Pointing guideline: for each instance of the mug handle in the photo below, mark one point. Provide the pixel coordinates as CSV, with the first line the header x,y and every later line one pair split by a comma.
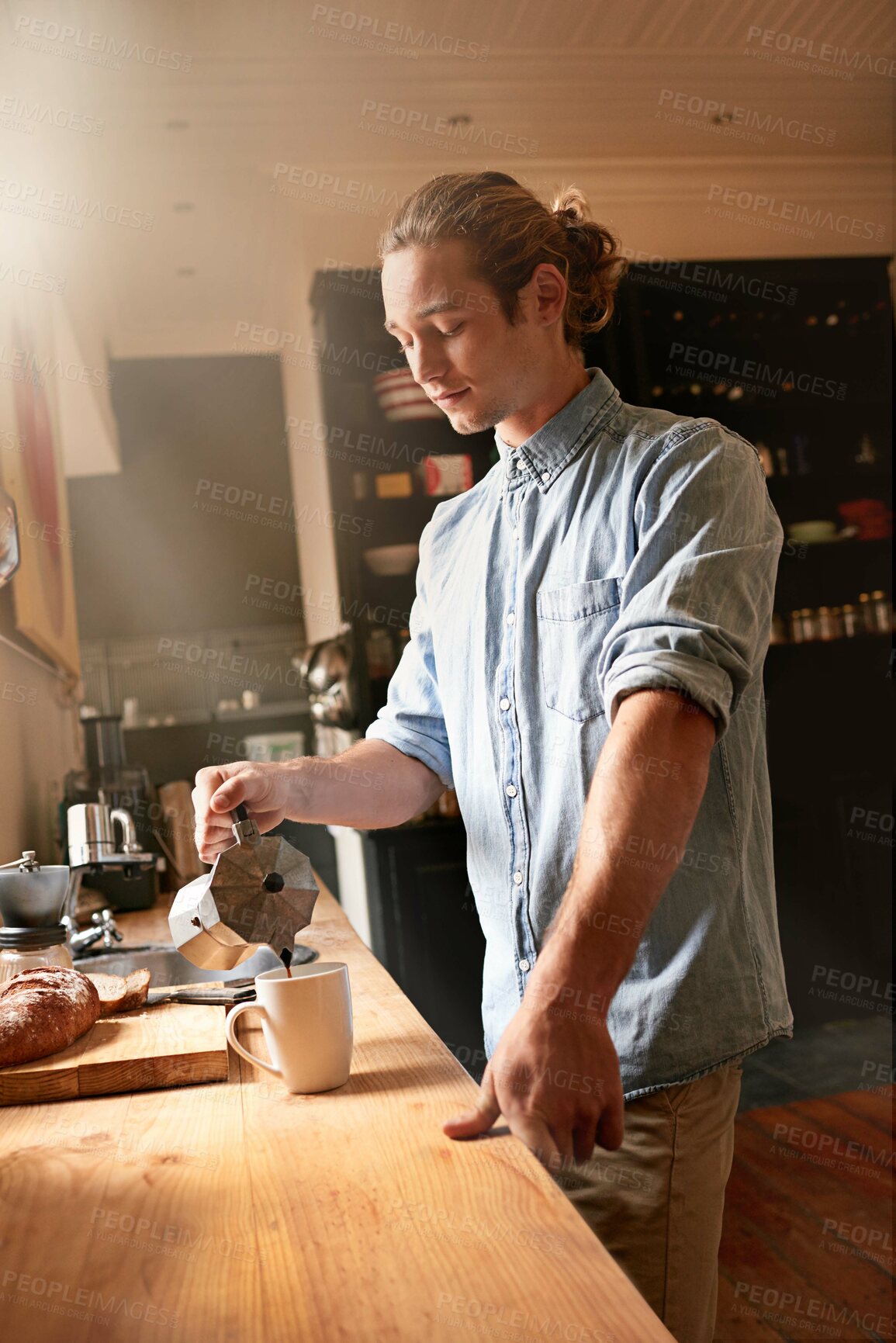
x,y
231,1037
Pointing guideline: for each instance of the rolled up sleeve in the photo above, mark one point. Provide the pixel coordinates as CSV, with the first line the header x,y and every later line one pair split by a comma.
x,y
695,609
411,718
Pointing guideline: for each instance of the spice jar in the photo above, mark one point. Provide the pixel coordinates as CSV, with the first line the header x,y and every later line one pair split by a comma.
x,y
883,611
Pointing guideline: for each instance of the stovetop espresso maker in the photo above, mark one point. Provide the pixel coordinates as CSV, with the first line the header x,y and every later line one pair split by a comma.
x,y
260,893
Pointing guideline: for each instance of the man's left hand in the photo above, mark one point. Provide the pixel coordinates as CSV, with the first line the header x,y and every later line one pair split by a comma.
x,y
554,1076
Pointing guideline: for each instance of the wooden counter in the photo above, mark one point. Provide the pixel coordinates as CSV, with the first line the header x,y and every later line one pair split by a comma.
x,y
237,1213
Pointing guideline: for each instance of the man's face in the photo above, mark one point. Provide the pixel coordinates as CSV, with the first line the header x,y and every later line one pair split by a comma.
x,y
460,347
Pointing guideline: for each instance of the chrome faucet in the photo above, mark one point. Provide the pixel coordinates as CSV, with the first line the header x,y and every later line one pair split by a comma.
x,y
102,926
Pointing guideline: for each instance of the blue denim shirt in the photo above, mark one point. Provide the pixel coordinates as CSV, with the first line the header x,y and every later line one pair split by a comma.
x,y
618,549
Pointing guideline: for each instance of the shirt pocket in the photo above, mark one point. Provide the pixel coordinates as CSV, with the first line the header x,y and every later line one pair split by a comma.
x,y
573,625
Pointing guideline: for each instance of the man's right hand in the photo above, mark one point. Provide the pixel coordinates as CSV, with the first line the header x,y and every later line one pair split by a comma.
x,y
264,788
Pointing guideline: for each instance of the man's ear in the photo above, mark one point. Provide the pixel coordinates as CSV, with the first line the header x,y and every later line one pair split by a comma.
x,y
548,293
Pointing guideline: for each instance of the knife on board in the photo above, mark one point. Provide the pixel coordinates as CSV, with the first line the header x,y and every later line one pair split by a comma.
x,y
235,992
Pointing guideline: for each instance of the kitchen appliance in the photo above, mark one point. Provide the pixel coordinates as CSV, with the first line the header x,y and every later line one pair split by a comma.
x,y
260,893
328,673
33,900
116,786
92,833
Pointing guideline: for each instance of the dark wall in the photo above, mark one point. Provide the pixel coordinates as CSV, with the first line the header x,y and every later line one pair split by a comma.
x,y
150,558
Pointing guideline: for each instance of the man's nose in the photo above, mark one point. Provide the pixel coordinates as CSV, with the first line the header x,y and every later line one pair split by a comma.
x,y
429,363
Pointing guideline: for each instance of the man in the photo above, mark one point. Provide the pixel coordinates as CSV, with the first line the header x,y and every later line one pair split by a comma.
x,y
585,668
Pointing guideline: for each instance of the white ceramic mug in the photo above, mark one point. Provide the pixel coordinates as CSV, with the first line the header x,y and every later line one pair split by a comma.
x,y
306,1023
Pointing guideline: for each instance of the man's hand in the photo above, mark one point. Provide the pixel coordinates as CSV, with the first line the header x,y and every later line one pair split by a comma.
x,y
265,790
554,1076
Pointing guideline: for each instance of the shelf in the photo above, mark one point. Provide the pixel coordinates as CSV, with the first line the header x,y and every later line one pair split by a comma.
x,y
870,642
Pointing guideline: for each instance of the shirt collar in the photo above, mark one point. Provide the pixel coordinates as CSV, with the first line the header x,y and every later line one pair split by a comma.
x,y
552,446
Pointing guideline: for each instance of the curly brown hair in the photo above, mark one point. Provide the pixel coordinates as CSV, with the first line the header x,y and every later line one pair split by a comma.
x,y
510,231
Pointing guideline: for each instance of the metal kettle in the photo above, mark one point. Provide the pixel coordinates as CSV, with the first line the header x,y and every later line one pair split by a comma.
x,y
260,893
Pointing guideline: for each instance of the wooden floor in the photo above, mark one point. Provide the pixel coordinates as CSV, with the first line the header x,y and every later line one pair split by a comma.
x,y
785,1272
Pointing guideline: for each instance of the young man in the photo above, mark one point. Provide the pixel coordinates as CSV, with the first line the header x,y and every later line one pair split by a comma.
x,y
585,669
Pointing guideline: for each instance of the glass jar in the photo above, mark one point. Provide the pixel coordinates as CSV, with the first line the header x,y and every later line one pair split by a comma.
x,y
780,633
881,611
867,619
25,948
828,622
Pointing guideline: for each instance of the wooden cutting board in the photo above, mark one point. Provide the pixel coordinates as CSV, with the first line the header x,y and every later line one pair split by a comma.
x,y
170,1045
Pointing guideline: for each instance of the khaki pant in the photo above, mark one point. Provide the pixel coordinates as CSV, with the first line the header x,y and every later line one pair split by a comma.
x,y
656,1203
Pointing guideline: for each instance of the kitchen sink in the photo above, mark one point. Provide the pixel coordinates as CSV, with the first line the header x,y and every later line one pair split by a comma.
x,y
170,967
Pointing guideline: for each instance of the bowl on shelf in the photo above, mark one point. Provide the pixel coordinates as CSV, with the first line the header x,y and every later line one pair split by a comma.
x,y
393,560
402,399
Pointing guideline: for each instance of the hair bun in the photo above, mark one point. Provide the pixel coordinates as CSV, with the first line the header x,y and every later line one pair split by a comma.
x,y
570,207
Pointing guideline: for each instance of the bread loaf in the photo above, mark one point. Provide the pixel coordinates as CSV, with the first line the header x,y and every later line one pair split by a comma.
x,y
119,993
42,1012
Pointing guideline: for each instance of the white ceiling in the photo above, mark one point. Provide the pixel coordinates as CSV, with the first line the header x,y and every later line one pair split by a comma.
x,y
275,84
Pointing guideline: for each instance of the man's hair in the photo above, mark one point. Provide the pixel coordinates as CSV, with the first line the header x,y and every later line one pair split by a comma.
x,y
508,233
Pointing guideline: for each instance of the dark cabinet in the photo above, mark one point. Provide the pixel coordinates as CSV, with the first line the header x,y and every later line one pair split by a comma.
x,y
426,931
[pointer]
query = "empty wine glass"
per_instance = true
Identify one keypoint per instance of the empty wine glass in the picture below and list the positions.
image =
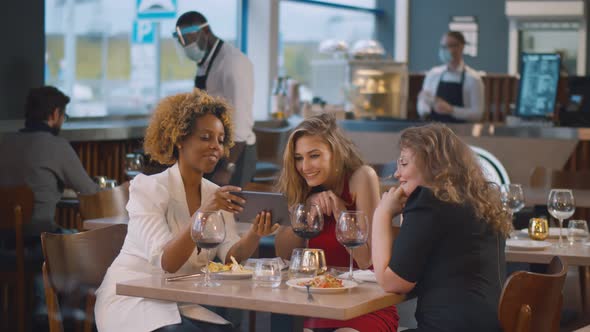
(133, 164)
(561, 205)
(208, 231)
(307, 220)
(512, 197)
(577, 231)
(352, 230)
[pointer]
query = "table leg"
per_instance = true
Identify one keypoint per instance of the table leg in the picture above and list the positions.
(584, 275)
(287, 323)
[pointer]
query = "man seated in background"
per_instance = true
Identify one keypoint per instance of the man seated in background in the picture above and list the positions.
(37, 157)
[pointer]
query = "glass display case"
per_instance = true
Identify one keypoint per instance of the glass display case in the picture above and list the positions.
(368, 87)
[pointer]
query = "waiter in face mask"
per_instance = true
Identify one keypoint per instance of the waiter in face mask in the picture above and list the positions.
(223, 71)
(453, 92)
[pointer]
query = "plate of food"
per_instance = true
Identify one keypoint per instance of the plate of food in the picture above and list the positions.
(233, 270)
(322, 284)
(554, 232)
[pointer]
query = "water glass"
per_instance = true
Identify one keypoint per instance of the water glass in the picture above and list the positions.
(307, 220)
(267, 273)
(577, 231)
(538, 229)
(352, 231)
(304, 264)
(561, 205)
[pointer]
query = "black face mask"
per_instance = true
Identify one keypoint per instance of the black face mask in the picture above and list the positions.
(33, 126)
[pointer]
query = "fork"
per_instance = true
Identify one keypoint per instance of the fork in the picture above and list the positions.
(309, 296)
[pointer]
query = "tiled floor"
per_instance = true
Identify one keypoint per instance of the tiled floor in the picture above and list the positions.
(572, 306)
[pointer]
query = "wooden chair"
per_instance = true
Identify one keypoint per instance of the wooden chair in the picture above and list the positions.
(104, 204)
(542, 177)
(75, 265)
(16, 209)
(532, 301)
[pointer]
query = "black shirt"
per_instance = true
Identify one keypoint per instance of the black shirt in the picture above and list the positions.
(456, 260)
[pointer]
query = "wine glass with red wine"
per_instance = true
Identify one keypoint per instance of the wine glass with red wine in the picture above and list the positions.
(208, 232)
(352, 231)
(307, 220)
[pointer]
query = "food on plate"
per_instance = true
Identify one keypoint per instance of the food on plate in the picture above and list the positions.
(234, 266)
(325, 281)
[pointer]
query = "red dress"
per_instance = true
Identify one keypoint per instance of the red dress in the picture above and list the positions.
(336, 255)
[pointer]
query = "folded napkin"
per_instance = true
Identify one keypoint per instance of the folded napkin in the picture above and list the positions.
(250, 263)
(363, 275)
(196, 312)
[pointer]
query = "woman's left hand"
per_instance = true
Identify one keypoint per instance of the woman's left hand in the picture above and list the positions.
(263, 226)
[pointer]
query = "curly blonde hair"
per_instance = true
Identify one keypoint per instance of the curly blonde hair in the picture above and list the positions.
(452, 171)
(345, 156)
(174, 120)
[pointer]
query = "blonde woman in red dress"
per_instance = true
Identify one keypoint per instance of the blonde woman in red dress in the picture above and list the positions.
(322, 166)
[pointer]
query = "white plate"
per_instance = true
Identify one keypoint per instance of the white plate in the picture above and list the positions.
(527, 244)
(362, 275)
(230, 274)
(553, 232)
(346, 283)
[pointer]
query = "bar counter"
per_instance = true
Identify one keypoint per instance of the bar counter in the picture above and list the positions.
(518, 147)
(103, 143)
(134, 128)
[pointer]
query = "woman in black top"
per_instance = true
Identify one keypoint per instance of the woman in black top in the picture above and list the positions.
(450, 249)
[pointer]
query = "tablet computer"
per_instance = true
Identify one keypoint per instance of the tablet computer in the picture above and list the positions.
(257, 201)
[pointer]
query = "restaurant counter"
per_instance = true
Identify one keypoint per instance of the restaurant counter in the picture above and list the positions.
(103, 143)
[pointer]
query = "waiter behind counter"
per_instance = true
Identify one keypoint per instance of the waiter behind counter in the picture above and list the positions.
(453, 92)
(223, 71)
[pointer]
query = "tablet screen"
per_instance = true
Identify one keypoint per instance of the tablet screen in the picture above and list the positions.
(257, 201)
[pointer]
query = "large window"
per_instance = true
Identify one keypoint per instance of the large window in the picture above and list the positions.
(304, 24)
(109, 65)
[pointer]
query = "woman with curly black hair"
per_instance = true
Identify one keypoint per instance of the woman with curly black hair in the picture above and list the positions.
(191, 132)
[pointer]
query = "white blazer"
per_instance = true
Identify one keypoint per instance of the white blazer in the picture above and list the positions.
(157, 212)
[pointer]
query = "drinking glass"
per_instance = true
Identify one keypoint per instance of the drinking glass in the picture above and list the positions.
(304, 264)
(133, 164)
(352, 230)
(307, 220)
(577, 231)
(208, 231)
(538, 228)
(561, 205)
(512, 197)
(267, 273)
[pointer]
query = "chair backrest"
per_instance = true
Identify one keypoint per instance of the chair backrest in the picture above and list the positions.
(271, 143)
(542, 177)
(105, 203)
(16, 206)
(532, 301)
(81, 260)
(491, 166)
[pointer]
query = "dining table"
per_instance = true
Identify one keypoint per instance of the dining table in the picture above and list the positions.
(288, 304)
(577, 255)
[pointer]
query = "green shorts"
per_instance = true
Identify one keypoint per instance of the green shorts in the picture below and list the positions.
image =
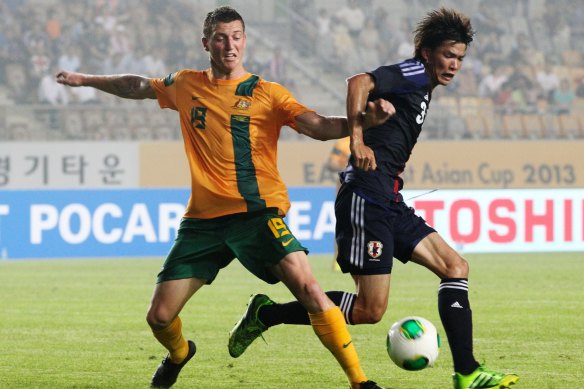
(258, 240)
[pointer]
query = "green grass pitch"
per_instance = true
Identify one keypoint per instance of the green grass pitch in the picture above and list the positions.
(80, 324)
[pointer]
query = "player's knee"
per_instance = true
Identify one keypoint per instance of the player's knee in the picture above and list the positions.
(369, 315)
(457, 268)
(157, 319)
(373, 316)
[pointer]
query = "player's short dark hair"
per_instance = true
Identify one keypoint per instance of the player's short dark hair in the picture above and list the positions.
(439, 26)
(224, 14)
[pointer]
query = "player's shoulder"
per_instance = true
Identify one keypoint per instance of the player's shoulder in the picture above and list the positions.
(181, 75)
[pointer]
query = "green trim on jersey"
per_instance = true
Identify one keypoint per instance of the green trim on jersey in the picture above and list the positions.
(169, 80)
(247, 182)
(246, 88)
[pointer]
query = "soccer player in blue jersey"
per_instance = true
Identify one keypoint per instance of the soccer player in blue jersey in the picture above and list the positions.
(374, 224)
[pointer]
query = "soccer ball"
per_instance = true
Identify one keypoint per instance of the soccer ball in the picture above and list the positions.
(413, 343)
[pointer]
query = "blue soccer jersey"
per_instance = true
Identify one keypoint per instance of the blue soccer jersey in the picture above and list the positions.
(407, 86)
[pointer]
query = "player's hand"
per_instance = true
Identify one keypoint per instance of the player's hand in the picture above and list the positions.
(363, 156)
(378, 112)
(69, 78)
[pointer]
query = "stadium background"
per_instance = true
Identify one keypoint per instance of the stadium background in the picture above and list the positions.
(85, 174)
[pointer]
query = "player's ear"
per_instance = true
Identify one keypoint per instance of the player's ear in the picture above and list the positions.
(426, 54)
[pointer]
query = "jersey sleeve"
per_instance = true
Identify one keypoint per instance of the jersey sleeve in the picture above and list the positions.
(387, 79)
(287, 106)
(166, 90)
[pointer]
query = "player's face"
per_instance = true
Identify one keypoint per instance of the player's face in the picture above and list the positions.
(226, 46)
(444, 61)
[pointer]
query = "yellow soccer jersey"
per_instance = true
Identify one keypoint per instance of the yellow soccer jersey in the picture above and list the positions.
(230, 130)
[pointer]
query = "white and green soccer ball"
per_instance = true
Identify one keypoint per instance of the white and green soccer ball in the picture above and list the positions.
(413, 343)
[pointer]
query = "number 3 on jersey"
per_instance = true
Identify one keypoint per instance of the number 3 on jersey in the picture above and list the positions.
(422, 116)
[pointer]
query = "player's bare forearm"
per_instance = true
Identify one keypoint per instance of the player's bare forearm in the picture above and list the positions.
(128, 86)
(358, 88)
(321, 127)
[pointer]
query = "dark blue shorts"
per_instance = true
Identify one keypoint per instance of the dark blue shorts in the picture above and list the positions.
(369, 236)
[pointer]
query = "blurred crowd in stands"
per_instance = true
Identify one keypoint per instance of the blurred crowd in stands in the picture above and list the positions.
(523, 76)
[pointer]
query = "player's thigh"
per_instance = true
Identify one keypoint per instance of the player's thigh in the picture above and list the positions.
(199, 251)
(409, 230)
(438, 256)
(364, 235)
(373, 290)
(261, 241)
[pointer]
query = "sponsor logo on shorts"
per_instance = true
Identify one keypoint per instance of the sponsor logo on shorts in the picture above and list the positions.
(286, 243)
(374, 249)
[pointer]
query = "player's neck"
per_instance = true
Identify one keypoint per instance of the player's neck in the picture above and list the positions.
(233, 74)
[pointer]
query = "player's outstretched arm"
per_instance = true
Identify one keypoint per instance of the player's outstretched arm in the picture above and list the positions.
(128, 86)
(321, 127)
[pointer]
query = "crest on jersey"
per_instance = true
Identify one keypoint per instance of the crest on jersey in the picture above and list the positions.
(374, 248)
(242, 105)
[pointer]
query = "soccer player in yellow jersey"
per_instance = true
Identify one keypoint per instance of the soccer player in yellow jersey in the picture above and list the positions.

§

◆ ASSIGNMENT ◆
Where the string "empty" occurs in the data, return the whole line.

◆ SOLUTION FOR THIS TASK ◆
query = "empty wine glass"
Identify one keypoint per instance of the empty wine glass in the picture below and list the positions.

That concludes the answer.